▶ _Problem to work on_
Show each line of the listing in which the word "water" occurs.

▶ _Input_

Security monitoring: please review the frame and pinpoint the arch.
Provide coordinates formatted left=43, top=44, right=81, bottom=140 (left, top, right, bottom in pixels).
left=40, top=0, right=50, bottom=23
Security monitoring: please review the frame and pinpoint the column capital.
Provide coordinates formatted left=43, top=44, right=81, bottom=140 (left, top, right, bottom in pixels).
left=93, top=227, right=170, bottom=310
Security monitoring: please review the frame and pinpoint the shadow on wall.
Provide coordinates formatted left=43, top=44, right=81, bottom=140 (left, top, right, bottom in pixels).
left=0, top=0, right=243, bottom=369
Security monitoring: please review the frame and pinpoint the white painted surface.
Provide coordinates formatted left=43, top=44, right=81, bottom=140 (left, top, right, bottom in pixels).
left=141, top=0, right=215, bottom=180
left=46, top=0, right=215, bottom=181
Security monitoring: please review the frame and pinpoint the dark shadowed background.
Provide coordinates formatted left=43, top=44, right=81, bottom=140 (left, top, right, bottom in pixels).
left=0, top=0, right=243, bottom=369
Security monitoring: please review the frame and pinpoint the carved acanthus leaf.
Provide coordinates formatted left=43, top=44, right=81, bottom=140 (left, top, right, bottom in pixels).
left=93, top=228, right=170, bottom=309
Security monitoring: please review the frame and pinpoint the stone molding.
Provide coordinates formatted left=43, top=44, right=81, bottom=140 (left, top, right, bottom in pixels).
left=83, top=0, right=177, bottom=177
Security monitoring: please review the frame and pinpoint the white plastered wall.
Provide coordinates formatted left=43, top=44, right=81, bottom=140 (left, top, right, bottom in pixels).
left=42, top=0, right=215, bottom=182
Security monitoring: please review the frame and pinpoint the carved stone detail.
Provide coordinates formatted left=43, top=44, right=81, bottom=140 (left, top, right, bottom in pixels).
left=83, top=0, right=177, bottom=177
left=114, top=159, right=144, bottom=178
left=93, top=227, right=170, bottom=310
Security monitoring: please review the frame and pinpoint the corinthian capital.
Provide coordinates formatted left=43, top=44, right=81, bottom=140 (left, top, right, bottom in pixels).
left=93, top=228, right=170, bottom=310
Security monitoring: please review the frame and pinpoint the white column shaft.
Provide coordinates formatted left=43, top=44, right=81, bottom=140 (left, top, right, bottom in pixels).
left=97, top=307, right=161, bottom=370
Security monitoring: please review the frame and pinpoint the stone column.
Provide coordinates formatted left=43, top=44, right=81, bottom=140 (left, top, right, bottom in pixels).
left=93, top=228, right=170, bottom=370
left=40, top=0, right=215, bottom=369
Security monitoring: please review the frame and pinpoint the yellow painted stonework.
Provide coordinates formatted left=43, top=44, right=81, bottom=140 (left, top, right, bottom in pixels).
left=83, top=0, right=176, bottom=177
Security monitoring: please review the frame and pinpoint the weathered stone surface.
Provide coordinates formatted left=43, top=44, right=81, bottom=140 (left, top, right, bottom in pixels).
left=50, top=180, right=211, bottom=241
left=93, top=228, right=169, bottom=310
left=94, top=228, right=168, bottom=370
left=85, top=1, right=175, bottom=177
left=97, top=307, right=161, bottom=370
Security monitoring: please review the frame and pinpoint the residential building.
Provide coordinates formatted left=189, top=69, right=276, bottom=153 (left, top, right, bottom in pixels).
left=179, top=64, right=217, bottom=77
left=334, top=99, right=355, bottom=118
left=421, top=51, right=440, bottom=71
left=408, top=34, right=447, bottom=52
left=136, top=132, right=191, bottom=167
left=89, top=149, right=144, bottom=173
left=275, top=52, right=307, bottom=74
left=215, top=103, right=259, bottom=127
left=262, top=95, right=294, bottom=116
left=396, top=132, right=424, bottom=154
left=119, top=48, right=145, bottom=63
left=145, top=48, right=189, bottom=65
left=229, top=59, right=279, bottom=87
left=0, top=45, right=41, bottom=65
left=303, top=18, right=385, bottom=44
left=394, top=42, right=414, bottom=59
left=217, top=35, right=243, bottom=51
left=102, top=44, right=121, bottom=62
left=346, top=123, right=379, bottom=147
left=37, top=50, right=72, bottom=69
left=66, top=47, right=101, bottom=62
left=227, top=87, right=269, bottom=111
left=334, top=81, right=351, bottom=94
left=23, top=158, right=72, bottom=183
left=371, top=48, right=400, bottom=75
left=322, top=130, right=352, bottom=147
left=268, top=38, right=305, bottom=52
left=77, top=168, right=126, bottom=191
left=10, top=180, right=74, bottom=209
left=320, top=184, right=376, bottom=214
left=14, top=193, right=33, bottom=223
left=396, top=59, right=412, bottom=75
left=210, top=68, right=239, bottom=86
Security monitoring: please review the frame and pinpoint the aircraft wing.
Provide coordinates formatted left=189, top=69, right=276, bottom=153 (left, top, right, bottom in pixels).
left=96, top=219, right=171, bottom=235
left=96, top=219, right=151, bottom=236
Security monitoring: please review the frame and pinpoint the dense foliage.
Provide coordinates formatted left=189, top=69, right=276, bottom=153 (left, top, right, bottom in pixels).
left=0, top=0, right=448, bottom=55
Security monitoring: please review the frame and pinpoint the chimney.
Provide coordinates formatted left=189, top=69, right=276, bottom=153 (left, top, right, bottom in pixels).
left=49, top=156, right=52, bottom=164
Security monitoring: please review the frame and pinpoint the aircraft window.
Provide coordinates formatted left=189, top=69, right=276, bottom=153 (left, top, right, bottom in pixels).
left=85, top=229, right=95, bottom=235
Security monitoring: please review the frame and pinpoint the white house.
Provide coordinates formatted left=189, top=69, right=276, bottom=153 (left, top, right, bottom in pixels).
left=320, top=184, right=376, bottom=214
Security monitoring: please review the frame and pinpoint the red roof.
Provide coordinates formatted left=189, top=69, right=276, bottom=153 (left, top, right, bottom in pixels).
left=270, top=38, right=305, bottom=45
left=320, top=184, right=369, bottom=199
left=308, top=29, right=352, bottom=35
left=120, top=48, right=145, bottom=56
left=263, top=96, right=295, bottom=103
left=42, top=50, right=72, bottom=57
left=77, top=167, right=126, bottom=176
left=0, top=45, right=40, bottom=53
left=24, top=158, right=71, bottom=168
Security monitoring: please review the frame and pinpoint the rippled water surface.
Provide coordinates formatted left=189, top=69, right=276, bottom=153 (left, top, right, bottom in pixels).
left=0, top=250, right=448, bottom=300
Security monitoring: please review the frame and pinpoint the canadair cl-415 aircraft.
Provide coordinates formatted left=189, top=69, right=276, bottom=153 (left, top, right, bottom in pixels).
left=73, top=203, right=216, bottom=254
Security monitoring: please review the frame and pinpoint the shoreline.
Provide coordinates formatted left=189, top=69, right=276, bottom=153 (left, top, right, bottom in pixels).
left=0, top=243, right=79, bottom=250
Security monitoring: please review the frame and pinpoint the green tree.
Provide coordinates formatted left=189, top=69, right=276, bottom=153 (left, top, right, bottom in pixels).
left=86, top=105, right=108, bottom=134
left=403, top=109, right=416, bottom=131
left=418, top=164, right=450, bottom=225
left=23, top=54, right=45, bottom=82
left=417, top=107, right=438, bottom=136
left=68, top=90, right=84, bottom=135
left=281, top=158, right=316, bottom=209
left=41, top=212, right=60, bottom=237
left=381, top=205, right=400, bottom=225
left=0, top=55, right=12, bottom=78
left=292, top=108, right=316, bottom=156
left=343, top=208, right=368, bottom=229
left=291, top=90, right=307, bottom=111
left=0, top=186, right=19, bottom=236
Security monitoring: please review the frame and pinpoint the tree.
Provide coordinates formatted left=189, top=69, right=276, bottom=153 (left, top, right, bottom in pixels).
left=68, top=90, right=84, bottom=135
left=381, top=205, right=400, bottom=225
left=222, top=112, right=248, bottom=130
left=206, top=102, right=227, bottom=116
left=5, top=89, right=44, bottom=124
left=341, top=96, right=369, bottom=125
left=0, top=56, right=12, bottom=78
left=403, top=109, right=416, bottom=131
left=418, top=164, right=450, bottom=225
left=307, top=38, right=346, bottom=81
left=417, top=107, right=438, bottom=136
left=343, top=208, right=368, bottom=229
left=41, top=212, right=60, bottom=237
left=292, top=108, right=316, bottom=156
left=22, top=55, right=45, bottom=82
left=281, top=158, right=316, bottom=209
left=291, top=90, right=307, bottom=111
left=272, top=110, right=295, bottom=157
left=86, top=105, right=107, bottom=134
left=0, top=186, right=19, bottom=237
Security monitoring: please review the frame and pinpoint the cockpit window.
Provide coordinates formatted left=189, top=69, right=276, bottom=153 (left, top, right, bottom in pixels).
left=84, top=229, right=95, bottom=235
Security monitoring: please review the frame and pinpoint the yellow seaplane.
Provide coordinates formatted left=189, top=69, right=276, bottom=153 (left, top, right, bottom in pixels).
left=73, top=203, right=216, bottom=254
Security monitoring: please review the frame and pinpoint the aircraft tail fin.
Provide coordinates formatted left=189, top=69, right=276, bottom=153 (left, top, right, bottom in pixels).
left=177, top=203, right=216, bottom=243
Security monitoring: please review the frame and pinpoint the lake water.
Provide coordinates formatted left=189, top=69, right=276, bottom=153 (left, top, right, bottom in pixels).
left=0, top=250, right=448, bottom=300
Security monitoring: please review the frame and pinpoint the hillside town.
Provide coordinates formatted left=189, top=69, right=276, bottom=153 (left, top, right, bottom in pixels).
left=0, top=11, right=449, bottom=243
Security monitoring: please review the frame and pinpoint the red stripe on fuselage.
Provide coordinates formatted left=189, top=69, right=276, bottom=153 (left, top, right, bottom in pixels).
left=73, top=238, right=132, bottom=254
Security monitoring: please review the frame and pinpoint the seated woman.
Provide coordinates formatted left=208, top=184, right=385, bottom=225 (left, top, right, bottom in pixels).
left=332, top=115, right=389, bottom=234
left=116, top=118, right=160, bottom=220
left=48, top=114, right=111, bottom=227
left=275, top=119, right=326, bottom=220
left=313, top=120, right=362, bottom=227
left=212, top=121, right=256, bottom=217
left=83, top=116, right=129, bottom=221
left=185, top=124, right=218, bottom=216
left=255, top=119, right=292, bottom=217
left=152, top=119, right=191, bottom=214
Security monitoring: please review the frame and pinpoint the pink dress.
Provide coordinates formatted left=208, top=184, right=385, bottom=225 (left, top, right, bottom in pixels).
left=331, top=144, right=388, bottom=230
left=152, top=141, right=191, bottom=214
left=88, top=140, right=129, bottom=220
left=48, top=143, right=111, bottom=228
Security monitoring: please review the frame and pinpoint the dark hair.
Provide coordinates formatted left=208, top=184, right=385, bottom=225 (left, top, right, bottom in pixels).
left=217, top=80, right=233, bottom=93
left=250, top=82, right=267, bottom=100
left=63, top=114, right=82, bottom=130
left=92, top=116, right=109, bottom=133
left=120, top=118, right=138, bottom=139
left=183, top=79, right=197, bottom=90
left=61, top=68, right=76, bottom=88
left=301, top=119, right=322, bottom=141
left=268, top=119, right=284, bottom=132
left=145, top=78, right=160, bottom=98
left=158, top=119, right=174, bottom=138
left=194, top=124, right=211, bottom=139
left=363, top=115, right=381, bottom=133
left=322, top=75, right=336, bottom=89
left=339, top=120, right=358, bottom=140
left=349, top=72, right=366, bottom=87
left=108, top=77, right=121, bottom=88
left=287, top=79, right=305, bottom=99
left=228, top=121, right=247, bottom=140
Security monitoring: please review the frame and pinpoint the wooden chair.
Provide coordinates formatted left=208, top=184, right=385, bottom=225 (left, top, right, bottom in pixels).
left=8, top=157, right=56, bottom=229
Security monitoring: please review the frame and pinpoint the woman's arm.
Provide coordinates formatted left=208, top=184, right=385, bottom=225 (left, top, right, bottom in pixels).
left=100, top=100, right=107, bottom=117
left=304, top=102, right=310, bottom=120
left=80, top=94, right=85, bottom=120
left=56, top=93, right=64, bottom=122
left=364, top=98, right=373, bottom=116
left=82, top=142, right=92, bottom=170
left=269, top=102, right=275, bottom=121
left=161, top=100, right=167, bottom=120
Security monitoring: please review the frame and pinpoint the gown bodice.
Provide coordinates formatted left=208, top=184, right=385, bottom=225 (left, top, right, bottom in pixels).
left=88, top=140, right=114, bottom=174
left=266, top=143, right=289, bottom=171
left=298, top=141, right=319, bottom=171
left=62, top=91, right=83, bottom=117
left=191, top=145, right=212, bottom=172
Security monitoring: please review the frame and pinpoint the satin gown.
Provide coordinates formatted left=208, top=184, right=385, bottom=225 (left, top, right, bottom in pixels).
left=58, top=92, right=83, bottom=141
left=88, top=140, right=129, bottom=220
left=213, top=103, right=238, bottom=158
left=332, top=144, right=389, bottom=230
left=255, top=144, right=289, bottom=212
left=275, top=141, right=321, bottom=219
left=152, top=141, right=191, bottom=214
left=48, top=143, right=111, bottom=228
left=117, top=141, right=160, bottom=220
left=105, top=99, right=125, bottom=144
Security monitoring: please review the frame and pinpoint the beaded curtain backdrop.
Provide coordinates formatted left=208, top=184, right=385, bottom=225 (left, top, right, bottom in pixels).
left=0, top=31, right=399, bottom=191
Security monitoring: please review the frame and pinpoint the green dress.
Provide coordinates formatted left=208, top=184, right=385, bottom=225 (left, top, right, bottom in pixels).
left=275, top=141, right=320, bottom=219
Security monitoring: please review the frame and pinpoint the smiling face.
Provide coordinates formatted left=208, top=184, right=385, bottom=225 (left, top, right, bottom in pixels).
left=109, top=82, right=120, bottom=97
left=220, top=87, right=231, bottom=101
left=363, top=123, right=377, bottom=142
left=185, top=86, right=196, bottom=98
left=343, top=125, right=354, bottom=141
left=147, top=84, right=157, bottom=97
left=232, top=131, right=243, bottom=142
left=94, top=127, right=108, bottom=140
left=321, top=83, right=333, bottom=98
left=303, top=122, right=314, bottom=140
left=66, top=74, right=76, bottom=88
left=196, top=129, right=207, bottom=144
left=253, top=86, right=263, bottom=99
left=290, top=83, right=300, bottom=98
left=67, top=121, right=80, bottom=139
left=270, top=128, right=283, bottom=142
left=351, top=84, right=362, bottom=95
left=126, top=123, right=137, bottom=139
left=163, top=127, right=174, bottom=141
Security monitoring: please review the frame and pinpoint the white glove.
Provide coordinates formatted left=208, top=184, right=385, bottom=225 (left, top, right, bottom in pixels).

▶ _Answer for this exercise_
Security monitoring: please review the frame and pinpoint the rippled water surface.
Security monitoring: please review the frame and pinpoint the lake water.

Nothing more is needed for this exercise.